» Required action: Provide an exact copy of the lines from the beginning of the records through the line that includes "outline: stone wall", and of no others.

» Available data:

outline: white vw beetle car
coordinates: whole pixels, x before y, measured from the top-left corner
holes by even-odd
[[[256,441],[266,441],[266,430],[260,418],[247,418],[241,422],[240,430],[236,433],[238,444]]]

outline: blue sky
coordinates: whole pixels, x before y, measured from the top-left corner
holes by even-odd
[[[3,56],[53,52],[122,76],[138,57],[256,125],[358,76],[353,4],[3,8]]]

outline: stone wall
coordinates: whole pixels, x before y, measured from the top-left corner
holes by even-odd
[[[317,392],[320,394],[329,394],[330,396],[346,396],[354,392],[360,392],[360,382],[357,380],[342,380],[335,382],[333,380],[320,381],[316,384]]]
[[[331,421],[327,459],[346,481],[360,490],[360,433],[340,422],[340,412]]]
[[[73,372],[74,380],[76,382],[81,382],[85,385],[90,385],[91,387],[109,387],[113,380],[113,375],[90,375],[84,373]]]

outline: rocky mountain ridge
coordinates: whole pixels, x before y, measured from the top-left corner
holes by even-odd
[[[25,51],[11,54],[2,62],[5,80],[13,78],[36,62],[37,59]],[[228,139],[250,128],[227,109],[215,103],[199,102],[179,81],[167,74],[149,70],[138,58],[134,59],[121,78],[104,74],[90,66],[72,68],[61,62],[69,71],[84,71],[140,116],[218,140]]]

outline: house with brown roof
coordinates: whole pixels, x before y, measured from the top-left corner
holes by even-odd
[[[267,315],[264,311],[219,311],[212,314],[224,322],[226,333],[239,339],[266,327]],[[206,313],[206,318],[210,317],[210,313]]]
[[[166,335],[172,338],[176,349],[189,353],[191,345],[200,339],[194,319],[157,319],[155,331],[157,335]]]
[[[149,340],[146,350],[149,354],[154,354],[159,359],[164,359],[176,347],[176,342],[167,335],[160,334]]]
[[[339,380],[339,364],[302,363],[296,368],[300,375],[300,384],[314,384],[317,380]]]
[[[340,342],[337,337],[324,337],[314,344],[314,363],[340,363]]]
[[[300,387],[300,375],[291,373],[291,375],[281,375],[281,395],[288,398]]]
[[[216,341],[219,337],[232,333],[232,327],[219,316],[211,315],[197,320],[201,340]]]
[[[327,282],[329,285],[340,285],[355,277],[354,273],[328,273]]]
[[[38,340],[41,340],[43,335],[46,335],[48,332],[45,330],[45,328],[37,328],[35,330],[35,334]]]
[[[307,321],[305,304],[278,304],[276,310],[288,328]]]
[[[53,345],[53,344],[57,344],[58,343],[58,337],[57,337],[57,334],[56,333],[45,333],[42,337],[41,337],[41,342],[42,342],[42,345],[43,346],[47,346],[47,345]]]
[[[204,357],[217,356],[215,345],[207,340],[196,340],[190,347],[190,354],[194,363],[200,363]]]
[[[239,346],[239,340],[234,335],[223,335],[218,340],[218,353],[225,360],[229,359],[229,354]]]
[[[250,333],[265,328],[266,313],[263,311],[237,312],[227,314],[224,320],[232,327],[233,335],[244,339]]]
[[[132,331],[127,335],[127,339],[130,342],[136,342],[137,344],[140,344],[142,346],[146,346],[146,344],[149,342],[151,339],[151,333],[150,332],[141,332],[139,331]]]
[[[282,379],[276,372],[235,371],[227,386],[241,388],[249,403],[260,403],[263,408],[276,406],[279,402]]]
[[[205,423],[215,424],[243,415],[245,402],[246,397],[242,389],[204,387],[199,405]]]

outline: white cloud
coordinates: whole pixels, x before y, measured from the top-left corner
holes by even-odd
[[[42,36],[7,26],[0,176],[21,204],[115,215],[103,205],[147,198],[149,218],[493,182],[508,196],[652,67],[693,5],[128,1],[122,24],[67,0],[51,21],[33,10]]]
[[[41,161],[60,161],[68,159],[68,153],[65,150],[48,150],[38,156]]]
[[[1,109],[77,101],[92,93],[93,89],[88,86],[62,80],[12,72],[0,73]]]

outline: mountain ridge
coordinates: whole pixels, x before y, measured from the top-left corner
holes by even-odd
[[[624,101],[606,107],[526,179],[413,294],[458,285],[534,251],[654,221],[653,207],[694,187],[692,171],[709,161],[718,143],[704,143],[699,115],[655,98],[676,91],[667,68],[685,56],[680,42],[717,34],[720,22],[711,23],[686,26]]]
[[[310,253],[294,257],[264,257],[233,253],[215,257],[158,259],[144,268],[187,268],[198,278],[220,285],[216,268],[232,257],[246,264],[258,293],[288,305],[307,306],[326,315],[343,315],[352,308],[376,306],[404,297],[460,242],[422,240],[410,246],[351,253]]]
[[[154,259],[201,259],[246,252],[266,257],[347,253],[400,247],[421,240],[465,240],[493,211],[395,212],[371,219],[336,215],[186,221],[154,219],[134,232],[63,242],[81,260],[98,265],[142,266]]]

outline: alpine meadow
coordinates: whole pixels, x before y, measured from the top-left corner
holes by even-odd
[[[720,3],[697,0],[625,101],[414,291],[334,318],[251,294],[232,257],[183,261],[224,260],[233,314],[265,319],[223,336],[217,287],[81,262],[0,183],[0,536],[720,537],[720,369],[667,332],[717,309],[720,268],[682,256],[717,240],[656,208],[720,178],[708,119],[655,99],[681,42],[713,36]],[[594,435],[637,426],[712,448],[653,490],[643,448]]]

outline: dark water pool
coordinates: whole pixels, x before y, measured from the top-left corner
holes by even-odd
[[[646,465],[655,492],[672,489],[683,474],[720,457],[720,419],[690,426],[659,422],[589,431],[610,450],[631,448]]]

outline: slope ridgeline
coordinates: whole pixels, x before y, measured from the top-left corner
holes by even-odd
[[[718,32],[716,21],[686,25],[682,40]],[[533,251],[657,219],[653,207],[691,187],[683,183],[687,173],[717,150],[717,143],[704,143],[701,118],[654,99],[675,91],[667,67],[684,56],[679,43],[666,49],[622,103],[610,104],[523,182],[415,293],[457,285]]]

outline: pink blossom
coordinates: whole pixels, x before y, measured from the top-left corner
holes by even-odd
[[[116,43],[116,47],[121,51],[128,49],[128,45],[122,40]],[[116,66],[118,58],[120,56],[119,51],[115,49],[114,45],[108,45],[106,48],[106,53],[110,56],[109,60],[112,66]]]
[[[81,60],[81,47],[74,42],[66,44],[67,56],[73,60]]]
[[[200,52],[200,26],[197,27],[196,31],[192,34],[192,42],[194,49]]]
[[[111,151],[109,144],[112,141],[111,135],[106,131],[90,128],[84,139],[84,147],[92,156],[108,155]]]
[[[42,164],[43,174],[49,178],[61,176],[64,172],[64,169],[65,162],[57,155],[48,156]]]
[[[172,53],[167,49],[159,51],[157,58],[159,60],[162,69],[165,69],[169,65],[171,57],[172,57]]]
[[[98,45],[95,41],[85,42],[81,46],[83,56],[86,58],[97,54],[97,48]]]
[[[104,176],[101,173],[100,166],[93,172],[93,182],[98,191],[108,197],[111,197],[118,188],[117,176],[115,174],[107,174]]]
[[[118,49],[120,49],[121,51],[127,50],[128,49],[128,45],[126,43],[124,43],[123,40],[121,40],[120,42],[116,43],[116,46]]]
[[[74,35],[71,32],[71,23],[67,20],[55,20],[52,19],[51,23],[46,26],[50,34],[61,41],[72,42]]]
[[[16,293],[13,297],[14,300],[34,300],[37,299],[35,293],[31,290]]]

» Solution:
outline: white vw beetle car
coordinates: whole pixels, x before y, measured from the top-left corner
holes by even-odd
[[[256,441],[266,441],[266,430],[260,418],[247,418],[241,422],[240,430],[236,433],[238,444]]]

outline: blue sky
coordinates: whole pixels, x before y, measured from the top-left corner
holes by even-odd
[[[3,56],[53,52],[122,76],[138,57],[256,125],[358,76],[353,4],[3,8]]]

outline: stone wall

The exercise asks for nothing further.